Data records:
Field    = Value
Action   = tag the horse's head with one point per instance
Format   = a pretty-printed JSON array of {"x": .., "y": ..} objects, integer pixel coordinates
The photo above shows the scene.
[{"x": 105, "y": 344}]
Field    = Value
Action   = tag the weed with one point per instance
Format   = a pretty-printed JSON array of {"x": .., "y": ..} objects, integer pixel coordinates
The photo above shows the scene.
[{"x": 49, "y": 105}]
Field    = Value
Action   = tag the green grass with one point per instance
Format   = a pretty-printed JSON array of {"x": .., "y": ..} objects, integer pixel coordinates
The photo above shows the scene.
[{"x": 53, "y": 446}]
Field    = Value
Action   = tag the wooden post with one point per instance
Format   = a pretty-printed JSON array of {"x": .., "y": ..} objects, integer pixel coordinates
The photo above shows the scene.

What to produce:
All lines above from the one with "head with one point per instance" to the one with "weed with one point per instance", inclusive, should be copied exactly, and no other lines.

Response to this exercise:
Action   = tag the horse's head with one point per instance
Format   = a pretty-printed JSON array of {"x": .., "y": ..} objects, integer pixel coordinates
The photo above shows the scene.
[{"x": 105, "y": 344}]
Field    = Value
Action   = tag the weed with one point per instance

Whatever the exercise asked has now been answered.